EXERCISE PROMPT: Print all of the entries below without changing a single character.

'''

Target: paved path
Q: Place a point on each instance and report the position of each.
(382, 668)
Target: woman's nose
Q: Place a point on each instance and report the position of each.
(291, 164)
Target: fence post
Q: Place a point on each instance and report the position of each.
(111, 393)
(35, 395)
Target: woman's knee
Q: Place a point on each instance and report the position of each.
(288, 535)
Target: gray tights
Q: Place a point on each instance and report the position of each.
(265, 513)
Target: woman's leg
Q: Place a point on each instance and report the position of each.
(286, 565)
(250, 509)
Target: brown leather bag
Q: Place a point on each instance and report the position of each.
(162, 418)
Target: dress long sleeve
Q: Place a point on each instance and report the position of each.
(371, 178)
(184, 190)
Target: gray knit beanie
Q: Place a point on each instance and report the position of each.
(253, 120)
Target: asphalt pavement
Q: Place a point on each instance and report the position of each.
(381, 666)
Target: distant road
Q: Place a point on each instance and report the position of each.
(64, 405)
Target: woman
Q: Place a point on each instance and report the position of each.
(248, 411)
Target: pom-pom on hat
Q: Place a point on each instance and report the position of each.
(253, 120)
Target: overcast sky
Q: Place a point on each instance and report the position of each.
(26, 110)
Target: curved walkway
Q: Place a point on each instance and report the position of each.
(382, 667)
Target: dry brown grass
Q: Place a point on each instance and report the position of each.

'''

TASK OUTPUT:
Target: paved path
Q: Place a point on each instance and report the position of each.
(382, 668)
Target: woman's nose
Q: Place a point on each instance and report the position of each.
(291, 164)
Target: fence post
Q: Place a point on each instance and report the position of each.
(111, 393)
(35, 395)
Target: woman's knee
Q: Place a point on each instance and report the position of each.
(288, 535)
Target: gray tights
Q: Place a point on each instance and report the position of each.
(265, 513)
Target: woman's leg
Q: Place a point on each instance and report the position of each.
(286, 565)
(250, 509)
Target: brown leather bag
Q: Place a point on each instance and report the position of each.
(162, 418)
Target: dress long sleeve
Q: Place a point on each instance and report the position of each.
(371, 178)
(184, 190)
Target: gray knit beanie
Q: Place a point on each instance and report the position of each.
(253, 120)
Target: asphalt pavement
Q: Place a point on each instance and report the position of each.
(381, 666)
Target: distant road
Q: Place a point on each instance and report the position of each.
(64, 405)
Target: woman
Q: Place a point on each instance and report the position of each.
(248, 411)
Target: pom-pom on hat
Q: Place a point on each instance and report the position of each.
(253, 120)
Target: overcast sky
Q: Place a point on each instance and report the position of each.
(26, 110)
Target: curved walkway
Q: Place a point on each instance and report the position of each.
(382, 667)
Target: dry brown grass
Q: Place a point on each instance and report the position of each.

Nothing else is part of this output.